### Task to carry out
List every line of the rows below that contains the string "outfield". Treat uppercase and lowercase as different.

### Image boundary annotation rows
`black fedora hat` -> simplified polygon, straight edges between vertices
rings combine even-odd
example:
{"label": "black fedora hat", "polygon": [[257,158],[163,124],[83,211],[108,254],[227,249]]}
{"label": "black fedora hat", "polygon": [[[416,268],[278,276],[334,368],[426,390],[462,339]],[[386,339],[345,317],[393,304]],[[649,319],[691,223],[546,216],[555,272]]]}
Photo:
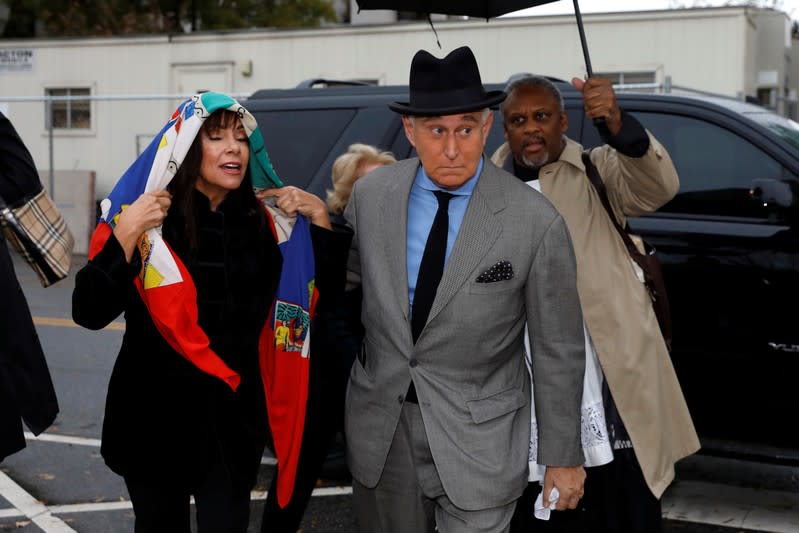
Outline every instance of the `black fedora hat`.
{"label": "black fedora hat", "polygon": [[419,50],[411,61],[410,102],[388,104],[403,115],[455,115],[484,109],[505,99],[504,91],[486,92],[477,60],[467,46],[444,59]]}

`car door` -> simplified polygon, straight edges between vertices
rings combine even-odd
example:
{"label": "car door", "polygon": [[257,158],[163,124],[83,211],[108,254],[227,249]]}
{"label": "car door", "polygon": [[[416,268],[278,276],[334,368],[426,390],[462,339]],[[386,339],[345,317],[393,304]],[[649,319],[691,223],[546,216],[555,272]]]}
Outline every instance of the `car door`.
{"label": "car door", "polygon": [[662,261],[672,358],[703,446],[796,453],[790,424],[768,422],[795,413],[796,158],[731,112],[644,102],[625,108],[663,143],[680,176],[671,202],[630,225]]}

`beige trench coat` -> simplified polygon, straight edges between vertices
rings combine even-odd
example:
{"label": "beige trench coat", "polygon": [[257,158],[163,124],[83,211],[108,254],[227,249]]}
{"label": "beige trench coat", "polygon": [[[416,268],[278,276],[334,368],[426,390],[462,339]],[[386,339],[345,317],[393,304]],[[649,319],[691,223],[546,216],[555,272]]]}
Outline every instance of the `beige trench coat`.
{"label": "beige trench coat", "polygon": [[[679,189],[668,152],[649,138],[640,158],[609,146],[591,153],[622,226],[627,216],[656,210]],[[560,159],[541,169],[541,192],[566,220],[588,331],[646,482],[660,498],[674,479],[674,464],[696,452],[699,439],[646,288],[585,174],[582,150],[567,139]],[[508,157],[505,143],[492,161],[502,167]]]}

...

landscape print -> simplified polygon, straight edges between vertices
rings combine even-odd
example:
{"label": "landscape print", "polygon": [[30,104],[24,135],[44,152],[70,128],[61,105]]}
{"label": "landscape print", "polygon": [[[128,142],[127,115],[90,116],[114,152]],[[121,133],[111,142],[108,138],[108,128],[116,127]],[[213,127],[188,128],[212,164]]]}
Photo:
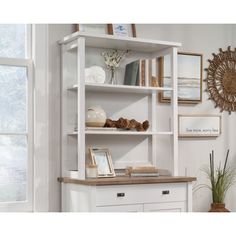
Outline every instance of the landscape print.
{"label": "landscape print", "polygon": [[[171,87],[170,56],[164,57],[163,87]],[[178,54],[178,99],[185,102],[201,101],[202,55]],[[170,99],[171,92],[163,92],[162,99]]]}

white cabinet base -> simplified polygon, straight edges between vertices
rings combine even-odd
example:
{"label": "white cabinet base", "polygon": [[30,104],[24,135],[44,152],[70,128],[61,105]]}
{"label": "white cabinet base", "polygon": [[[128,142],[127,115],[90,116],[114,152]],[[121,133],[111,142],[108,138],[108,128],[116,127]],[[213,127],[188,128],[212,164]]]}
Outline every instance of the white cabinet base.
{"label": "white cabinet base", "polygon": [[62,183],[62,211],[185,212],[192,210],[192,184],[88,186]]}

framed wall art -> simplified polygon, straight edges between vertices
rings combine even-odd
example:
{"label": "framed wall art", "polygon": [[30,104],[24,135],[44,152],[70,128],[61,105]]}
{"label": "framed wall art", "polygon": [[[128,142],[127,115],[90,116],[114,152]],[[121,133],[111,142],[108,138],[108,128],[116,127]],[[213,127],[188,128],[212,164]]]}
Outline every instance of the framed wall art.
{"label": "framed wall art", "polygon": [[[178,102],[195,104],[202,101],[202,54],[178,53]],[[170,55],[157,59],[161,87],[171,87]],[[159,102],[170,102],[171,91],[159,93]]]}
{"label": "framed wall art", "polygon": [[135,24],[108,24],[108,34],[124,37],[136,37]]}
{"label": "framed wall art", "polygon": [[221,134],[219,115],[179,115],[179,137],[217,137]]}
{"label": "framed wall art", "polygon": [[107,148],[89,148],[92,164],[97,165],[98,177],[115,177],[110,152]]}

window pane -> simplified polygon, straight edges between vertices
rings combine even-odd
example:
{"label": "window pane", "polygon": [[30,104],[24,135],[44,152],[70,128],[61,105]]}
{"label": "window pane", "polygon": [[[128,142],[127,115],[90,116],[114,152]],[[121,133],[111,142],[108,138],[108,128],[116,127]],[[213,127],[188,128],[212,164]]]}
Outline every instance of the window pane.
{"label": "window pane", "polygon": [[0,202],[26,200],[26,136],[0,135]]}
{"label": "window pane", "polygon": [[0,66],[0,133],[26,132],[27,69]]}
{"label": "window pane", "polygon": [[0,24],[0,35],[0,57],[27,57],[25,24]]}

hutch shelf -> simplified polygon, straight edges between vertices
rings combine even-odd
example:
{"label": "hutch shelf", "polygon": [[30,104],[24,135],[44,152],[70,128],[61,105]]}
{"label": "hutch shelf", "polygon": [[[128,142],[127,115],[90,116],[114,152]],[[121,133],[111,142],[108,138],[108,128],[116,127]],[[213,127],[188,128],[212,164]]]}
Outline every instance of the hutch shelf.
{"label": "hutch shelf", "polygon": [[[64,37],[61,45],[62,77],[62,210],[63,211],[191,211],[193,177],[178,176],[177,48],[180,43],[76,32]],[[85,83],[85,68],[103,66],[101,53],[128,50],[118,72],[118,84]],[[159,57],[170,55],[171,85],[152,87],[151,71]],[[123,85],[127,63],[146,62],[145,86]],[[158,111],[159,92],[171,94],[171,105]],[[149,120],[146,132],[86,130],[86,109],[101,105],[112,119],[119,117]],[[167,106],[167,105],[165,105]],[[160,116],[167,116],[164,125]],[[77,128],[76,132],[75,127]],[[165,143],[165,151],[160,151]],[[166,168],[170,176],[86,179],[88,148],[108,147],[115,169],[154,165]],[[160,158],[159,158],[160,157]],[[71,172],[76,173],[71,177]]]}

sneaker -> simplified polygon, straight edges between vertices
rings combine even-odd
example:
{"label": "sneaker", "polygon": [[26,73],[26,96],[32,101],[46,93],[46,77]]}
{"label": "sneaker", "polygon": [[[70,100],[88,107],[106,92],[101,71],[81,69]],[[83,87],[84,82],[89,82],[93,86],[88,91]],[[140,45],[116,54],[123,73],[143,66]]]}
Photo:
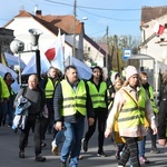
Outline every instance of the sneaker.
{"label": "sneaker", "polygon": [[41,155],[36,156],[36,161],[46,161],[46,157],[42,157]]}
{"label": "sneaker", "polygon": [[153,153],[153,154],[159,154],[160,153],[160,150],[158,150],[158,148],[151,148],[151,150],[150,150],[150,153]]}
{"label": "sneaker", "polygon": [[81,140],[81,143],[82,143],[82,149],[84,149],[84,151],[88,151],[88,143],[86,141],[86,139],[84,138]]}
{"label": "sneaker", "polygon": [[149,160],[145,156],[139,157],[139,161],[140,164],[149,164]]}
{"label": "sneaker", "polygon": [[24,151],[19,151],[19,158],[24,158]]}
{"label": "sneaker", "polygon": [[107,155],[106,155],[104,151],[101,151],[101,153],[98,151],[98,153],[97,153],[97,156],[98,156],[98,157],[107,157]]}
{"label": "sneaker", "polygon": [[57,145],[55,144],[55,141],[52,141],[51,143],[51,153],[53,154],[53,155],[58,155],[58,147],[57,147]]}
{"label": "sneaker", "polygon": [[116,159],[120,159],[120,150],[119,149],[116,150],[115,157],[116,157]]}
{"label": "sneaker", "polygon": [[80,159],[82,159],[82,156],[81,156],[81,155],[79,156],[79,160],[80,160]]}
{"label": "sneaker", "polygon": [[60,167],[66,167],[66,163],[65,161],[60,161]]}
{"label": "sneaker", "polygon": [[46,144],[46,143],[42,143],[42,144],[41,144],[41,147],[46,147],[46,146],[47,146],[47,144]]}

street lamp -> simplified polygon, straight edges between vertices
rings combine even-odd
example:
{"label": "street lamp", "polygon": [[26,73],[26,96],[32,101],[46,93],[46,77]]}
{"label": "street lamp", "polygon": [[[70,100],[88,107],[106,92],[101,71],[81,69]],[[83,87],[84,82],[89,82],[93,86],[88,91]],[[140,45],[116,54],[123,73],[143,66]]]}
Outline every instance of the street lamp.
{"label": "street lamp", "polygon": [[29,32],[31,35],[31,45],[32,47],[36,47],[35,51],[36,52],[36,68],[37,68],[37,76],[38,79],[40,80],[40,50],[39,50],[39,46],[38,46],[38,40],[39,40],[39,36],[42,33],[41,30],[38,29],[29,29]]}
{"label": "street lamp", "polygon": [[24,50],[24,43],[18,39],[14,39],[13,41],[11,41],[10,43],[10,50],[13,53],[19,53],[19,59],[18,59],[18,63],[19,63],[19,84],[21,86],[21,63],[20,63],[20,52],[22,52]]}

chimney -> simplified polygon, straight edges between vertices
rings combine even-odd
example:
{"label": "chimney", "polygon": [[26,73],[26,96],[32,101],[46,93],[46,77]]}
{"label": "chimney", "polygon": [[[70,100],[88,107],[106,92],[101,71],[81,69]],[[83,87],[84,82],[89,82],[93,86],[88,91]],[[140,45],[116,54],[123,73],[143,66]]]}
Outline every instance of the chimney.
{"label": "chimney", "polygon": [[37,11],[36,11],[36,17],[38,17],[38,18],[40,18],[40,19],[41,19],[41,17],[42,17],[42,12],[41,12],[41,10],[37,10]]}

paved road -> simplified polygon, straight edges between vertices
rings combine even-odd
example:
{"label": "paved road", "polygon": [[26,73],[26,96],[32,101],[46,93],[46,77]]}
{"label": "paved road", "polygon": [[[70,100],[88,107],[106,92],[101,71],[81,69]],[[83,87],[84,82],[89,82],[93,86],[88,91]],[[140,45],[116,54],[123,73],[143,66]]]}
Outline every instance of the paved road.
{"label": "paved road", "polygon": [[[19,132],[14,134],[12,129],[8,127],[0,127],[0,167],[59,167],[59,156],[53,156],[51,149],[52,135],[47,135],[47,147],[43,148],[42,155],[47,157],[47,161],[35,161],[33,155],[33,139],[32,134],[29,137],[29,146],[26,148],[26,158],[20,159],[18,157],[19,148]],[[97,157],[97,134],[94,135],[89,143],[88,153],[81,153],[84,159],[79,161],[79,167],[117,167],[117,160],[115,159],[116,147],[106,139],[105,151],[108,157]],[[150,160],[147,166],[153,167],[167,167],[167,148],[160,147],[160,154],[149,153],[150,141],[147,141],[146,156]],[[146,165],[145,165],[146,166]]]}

...

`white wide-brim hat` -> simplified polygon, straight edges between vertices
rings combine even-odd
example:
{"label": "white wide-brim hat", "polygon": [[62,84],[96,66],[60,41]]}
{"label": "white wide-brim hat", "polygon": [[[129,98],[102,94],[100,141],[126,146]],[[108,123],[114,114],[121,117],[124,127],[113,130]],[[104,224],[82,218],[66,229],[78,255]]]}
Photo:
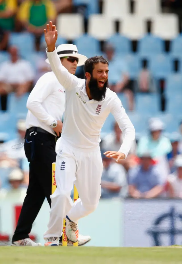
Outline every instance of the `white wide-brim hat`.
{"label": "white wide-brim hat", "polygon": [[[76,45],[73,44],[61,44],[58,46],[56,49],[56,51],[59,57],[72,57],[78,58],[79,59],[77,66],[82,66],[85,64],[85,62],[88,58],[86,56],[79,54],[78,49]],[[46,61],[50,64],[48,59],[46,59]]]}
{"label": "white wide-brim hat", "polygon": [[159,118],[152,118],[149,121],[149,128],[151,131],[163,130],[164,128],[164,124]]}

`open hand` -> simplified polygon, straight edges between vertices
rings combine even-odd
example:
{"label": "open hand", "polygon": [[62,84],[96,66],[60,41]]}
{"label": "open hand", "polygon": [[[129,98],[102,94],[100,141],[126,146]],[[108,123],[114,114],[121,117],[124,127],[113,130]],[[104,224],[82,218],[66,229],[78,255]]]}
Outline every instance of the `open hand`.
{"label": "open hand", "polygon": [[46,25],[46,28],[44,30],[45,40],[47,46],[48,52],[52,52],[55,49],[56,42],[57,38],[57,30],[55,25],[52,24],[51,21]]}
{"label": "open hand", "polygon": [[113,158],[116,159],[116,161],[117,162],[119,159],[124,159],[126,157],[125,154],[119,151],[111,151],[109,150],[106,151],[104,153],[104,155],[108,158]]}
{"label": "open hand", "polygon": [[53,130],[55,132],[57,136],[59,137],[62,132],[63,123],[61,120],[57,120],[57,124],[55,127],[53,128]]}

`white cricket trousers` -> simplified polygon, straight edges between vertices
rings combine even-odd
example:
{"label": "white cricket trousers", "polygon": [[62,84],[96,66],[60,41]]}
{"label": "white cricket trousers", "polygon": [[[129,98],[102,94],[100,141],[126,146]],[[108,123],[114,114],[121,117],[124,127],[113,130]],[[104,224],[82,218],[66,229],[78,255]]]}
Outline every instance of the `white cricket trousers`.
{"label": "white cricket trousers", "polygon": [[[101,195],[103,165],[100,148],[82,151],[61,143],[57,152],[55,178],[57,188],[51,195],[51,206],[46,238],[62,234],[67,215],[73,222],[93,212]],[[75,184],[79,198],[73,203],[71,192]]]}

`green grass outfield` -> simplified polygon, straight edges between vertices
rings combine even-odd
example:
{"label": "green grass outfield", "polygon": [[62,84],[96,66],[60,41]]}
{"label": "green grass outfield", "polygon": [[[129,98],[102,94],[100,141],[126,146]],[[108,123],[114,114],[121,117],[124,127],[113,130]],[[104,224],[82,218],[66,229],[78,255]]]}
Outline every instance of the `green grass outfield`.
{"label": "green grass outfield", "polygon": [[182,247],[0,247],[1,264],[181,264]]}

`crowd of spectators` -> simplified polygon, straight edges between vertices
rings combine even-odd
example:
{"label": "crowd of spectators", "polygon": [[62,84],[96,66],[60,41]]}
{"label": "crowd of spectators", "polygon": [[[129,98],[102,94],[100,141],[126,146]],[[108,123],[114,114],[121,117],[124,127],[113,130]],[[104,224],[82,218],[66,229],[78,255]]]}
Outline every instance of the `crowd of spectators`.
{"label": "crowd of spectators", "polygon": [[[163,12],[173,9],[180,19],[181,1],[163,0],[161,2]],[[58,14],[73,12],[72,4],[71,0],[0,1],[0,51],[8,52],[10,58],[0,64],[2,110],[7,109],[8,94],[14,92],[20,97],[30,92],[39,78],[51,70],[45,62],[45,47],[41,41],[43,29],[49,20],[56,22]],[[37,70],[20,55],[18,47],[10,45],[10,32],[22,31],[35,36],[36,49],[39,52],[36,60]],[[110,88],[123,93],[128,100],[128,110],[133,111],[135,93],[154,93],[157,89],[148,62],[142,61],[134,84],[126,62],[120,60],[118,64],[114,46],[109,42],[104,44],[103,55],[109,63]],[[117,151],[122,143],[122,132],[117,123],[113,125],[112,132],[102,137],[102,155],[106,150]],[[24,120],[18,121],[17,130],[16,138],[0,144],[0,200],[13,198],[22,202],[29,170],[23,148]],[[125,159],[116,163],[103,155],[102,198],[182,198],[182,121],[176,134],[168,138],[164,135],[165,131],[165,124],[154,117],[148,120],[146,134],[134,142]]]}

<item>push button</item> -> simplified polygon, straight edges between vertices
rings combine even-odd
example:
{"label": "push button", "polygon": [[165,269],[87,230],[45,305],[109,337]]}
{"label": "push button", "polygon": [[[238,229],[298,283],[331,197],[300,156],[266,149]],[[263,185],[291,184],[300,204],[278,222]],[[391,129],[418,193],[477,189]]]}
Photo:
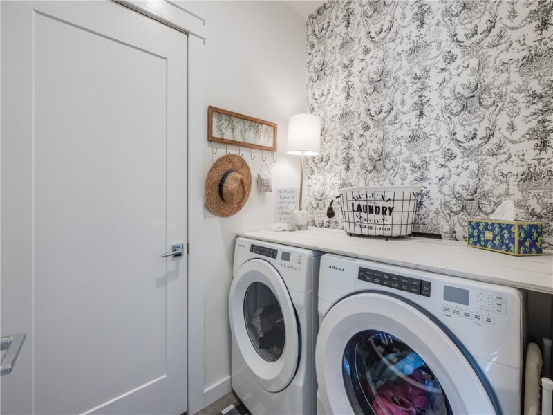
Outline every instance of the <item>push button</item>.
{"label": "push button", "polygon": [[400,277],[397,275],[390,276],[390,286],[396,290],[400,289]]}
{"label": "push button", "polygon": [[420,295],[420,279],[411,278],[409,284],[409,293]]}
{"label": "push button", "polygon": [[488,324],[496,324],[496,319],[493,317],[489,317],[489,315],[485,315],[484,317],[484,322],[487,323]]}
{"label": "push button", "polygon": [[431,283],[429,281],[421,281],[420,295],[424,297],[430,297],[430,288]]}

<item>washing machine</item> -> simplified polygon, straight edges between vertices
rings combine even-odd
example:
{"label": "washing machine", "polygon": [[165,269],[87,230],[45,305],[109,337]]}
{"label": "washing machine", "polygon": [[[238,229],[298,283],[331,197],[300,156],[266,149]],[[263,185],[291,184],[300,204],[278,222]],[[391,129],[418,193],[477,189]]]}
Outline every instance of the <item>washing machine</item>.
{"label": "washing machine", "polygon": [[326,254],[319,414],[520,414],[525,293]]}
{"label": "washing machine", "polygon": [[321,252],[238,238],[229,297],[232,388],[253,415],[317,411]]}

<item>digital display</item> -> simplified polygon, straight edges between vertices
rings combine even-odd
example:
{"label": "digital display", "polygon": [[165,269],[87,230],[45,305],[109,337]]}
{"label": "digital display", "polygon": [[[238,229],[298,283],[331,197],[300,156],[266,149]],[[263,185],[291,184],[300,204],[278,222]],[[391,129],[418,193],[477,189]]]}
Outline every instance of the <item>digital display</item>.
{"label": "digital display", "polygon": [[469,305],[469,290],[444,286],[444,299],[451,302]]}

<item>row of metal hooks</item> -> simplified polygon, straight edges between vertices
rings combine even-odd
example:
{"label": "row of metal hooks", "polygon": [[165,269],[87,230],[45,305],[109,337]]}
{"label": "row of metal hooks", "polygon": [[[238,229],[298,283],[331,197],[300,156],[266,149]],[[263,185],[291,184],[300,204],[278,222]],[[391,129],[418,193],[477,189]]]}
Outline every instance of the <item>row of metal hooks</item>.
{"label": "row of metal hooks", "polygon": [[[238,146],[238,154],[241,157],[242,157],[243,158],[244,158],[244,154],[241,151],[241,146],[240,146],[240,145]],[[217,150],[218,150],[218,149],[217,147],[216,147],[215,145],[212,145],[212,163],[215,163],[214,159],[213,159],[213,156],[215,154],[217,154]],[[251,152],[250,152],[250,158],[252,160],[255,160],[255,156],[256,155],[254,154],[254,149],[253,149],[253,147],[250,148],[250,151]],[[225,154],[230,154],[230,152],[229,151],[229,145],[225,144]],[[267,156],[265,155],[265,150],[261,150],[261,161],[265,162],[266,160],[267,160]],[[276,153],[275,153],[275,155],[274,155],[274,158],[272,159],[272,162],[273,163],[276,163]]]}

### Response to this exercise
`green grass outfield` -> simplified polygon, straight edges between vertices
{"label": "green grass outfield", "polygon": [[62,84],[96,66],[60,41]]}
{"label": "green grass outfield", "polygon": [[[129,98],[102,94],[100,141],[126,146]],[[108,123],[114,114],[121,117],[124,127],[113,130]],[[104,224],[82,218],[66,229],[78,255]]]}
Outline every instance of the `green grass outfield`.
{"label": "green grass outfield", "polygon": [[182,247],[0,247],[1,264],[181,264]]}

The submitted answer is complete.